#### AIM OF THE EXERCISE
Please continue the passage below on OSHA rules for employees who work from home, starting right after its last line.

A healthy workplace vs. a healthy home
According to OSHA, employers are responsible only for "preventing or correcting hazards to which employees may be exposed in the course of their work." Employers are required to provide a safe and healthful workplace, not a safe and healthful home.

Wondering just how far you need to go to protect home-based workers? OSHA says employers should "exercise reasonable diligence" to identify hazards associated with particular home work assignments, and should provide any necessary training, personal protective equipment, or other controls "appropriate to reduce or eliminate the hazard." Employers are also responsible for ensuring that work materials they supply pose "no hazard under reasonably foreseeable conditions of storage or use by employees."

And as for OSHA knocking on the doors of teleworkers, you can pretty much forget about it. A statement released Jan. 4 by Secretary of Labor Alexis M. Herman makes it very clear that, as she says, "the federal government has neither the desire nor the resources to investigate private homes in America."

The only time OSHA has investigated a private residence was to investigate sweatshop-type working conditions in the garment and other industries. The agency said it would also investigate work-related fatalities occurring in home-based workplaces. Any OSHA enforcement visit must be conducted in compliance with the Fourth Amendment, which requires that OSHA obtain either consent to inspect or a judicially issued search warrant.

Employer Responsibility and Liability
The Houston employer wondered if employers were responsible for conducting periodic compliance inspections in the home, which may include safety, health, fire, and environmental issues. OSHA's answer, much to the relief of employers everywhere, was "no."

There is no general requirement in OSHA's standards or regulations that requires employers to routinely conduct safety inspections of all work locations. However, certain specific standards require periodic inspection of specific kinds of equipment and work operations, such as:

  • ladders (§1910.25(d)(1)(x)) and §1910.26(c)(2)(vi));
  • compressed gas cylinders (§1910.101(a));
  • electrical protective equipment §1910.137(b)(2)(ii));
  • mechanical power-transmission equipment (§1910.219(p));
  • resistance welding (§1910.255(e)); and
  • portable electric equipment (§1910.334(a)(2)).

#### GIVEN INFORMATION

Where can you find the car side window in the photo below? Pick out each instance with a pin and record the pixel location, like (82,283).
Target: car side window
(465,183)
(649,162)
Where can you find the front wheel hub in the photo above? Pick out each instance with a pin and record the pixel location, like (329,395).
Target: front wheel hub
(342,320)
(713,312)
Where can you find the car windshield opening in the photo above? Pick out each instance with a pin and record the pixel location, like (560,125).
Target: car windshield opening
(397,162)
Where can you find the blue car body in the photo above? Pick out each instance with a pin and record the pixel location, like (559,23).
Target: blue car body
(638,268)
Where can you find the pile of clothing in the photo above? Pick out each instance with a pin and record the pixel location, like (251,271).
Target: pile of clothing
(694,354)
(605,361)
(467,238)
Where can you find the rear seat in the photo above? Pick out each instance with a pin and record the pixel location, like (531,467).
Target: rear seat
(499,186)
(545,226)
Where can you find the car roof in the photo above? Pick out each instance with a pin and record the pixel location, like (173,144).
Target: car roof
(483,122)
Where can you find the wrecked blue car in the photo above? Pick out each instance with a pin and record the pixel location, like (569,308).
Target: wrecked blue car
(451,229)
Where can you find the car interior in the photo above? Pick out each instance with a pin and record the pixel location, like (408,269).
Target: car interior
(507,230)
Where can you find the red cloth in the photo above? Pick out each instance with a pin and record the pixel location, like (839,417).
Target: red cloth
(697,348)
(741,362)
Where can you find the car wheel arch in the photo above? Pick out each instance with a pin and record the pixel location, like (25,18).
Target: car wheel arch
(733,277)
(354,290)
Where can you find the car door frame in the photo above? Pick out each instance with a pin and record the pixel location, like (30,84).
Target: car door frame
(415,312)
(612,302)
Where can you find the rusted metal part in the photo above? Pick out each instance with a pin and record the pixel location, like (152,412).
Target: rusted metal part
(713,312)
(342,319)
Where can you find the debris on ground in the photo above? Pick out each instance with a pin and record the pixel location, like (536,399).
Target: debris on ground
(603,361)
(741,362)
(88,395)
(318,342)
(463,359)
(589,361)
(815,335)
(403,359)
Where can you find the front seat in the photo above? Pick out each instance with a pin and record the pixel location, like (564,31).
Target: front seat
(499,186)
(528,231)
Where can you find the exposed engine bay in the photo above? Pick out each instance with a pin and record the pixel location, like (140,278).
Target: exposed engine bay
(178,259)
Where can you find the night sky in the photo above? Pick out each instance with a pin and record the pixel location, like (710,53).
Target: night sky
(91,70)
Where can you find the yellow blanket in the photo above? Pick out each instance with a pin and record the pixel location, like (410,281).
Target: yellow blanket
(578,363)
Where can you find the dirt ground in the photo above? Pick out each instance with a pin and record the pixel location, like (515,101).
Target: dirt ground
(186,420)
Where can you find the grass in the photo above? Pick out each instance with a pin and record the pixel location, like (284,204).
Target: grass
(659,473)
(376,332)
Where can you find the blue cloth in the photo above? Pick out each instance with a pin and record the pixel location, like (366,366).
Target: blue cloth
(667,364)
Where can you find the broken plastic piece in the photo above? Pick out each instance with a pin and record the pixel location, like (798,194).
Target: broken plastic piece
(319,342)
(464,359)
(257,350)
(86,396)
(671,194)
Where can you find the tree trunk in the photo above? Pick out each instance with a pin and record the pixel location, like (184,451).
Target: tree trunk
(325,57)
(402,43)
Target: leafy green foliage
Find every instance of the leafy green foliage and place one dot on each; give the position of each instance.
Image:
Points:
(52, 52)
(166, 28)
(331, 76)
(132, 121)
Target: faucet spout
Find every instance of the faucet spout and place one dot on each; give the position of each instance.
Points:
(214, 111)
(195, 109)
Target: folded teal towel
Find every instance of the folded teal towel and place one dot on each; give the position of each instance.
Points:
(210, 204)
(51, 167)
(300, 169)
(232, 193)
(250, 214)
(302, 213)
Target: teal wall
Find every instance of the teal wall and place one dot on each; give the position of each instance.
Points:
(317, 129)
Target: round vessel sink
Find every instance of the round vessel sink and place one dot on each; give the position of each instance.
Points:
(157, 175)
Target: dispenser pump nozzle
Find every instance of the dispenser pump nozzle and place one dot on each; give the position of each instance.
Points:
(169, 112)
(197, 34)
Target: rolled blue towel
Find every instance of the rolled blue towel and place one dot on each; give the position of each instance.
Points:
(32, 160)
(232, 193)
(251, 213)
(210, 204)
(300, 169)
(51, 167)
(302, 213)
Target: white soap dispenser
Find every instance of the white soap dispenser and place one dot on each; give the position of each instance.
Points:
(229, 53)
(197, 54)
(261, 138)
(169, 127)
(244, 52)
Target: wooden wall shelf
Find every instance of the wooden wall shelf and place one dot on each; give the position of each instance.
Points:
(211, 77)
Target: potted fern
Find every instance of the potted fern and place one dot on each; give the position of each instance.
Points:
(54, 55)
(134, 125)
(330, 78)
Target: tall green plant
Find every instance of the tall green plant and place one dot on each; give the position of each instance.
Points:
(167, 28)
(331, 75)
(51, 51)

#### ANSWER TO THIS PROBLEM
"If an employer of home-based employees is aware of safety or health hazards, or has reason to be aware of such hazards, the OSH Act requires the employer to pursue all feasible steps to protect its employees," says OSHA. One obvious and effective means of ensuring employee safety would be periodic safety checks of employee working spaces, but such inspections are not required.

And OSHA is not the only agency that might be involved in the safety and welfare of home workers. Depending on what kind of business the "at home" employer is engaged in, he or she may have additional responsibilities under other federal labor or environmental laws, as well as under state laws of general applicability, such as public health, licensing, zoning, fire and building codes, and other matters.

And since employers must report work-related injuries and, in most cases, pay out workers' compensation and medical costs for home workers as if the injury occurred at one of the companies' facilities, it pays an employer to check up on those workers periodically.

Home workers and OSHA 200 Logs
According to the letter of interpretation, employers are not required to maintain an OSHA 200 Log for each home, but work-related injuries and illnesses that occur to employees working at a home location are recordable on the employer's OSHA 200 Log. "Injuries and illnesses that result from an event or exposure off the employer's premises are work-related if the worker was engaged in work-related activities or was present as a condition of his or her employment," according to OSHA. These criteria must be applied to employees who work at their homes."

If an employee was injured or became ill while performing normal living conditions (e.g., eating), the case would not be considered work-related. For example, when an employee who works at home doing typing develops carpal tunnel syndrome, it must be determined whether the employee's work duties in any way caused, contributed to, or aggravated the condition. If so, the condition is considered work-related for OSHA recordkeeping purposes.

"When we look at the distinction between promoting injury prevention and paying for injuries, we see some broader issues than just OSHA or its telecommuting interpretation or its ergonomics proposal," Lessner pointed out. "From the perspective of the insurance industry, some of these issues, such as causation, are very important. We believe it is critical to look beyond this interpretation or the ergonomics rule to the much bigger picture at issue, and that is how best to ensure a safe environment for workers without excessive costs and regulatory burdens for the employer community."

How OSHA and shareholders such as employers, insurers, and labor leaders will work together to create a safe work environment for teleworkers remains to be seen. One thing is certain: this issue is just starting to heat up.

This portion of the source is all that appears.